Extend the passage about how UNRWA came to define Palestinian refugees, picking up right after its final sentence.

▶ [SELECTED EXTRACT]

□ □ □

This story begins on December 8, 1949 with the founding of the United Nations Relief and Works Agency for Palestine Refugees in the Near East (UNRWA). As the name implies, UNRWA was founded for the purpose of providing medical, economic, and other forms of support to Palestinian refugees. In 1950, when UNRWA formally began operations, their definition of Palestinian refugees enshrined in their charter was one whose, “normal place of residence was Palestine during the period of June 1, 1946 to May 15, 1948 and who lost both home and means of livelihood as a result of the 1948 conflict.” This definition was accepted universally. A refugee, after all, is, “someone who has been forced to flee his or her country because of persecution, war or violence,” according to the UN’s own High Commissioner for Refugees (UNHCR), a definition which works seamlessly with the above description of Palestinian refugees. 

In 1965, facing increasing political pressure to prove that it was fulfilling its mandate and a growing population of children in refugee camps, UNRWA leaders made a shocking decision: they expanded their mandate, extending refugee status to up-to third-generation Palestinians whose ancestors had been displaced. This was quietly done as merely an administrative clarification, but the impact has been immense. There are now many second or third generation Palestinians living abroad who truly see themselves as refugees, even though this view of what a refugee is is totally discordant with the definition provided by the UNHCR. In 1982, this administrative clarification was extended to all descendants of Palestinians displaced by conflict with Israel, giving to Palestinians living abroad an unremitting feeling of legal entitlement to land which is no longer theirs, and hasn’t been theirs for decades.

□ □ □

▶ [SUPPLIED INFORMATION]
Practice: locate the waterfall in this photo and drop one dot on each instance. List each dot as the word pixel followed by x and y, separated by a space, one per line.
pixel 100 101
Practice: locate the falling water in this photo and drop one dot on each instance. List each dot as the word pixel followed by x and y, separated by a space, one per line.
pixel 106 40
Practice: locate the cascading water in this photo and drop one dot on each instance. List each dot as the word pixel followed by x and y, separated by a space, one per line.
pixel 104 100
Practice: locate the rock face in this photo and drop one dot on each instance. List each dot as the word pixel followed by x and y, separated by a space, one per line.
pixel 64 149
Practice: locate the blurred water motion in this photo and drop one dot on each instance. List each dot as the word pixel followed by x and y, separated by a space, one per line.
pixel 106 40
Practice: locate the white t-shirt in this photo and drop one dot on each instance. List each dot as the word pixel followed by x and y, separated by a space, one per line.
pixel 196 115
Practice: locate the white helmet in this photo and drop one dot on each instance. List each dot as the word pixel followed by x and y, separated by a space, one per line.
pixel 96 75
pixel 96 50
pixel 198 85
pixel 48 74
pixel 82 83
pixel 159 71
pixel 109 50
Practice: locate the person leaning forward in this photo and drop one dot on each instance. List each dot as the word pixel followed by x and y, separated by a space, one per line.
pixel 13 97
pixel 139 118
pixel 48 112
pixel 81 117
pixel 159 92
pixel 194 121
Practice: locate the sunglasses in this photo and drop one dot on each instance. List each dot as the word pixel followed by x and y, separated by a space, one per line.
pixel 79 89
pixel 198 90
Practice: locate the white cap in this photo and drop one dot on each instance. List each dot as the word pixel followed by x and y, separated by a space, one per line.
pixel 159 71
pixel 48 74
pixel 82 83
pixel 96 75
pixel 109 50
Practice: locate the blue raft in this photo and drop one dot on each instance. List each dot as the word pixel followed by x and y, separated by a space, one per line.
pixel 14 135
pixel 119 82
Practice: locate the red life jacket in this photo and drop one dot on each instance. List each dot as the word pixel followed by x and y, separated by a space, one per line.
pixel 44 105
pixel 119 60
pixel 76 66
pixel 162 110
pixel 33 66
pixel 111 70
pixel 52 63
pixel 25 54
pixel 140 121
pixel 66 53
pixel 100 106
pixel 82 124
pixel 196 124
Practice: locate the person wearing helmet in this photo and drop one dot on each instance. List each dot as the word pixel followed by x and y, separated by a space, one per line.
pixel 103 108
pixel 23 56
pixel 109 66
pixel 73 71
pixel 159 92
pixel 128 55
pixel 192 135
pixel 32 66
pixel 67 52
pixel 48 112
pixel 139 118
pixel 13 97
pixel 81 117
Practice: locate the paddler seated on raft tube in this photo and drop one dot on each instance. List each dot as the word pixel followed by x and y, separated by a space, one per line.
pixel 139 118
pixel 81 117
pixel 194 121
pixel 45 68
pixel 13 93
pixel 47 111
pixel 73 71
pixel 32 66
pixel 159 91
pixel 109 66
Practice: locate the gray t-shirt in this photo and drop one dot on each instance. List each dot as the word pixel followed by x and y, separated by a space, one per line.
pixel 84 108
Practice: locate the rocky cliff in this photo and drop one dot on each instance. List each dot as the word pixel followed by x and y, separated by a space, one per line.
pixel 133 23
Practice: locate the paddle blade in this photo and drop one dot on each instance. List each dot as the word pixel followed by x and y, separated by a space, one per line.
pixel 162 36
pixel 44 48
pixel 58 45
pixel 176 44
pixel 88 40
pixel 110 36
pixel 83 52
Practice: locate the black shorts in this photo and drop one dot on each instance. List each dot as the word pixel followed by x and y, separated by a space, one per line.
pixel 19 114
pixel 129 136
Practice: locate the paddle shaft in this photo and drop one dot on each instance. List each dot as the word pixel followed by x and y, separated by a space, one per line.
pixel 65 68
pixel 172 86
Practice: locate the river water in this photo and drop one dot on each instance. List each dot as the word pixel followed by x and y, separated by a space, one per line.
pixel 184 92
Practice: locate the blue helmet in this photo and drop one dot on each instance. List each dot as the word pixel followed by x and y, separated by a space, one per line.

□ □ □

▶ [ANSWER SECTION]
“Even if the basis of the claim regarding the Right of Return is legally dubious,” you might be tempted to argue, “isn’t denying Palestinians return to their ancestral lands morally indefensible?”. Allow me to use myself and my own family anecdotally to demonstrate the absurdity of the above idea. My Jewish great-grandparents were ethnically cleansed from Kyiv, Ukraine (then the Russian Empire) around 1912. The Russian Empire kept meticulous records. It would not be difficult to find the exact house they were kicked out of by antisemitic pogromists. Do I have a right to return to that house? How about the rest of my family, can I bring them with me? The answer to these questions is clearly “no,” because moral injury does not transmit indefinitely across generations as a property right. Human history is a complex tapestry of people being displaced, either violently or otherwise. Connections to land become more and more tenuous each generation. For example, what percentage of your lineage has to belong to a Palestinian who was displaced by the Nakba for you to claim the Right of Return? 100%? 50%? Is 25% sufficient to protest against Israel with righteous indignation and demand your grandfather’s or great grandfather’s land be returned to you? How far into the past must we go to determine whose land is whose? These questions, for which there are no good answers, are the reason why we must no longer tolerate the delusion of the Right of Return. 

To be crystal clear: Palestinians are the only ethnic group in the history of the world for whom the descendants of their refugees are considered refugees themselves. The exceptionalism is staggering, and has had profound consequences. Millions of Palestinians living abroad have been placed into a juridical limbo where their very identities are frozen in international law. It has also encouraged maximalist demands from the Palestinian side, one of several roadblocks preventing lasting peace between Israelis and Palestinians. To make headway in the Israeli-Palestinian conflict, Palestinians must first relinquish the fantasy of the Right of Return. It is logistically impractical, legally meretricious and ethically nonsensical. Until this fiction is abandoned, peace will remain not a political problem to be solved, but a hostage to an inherited myth.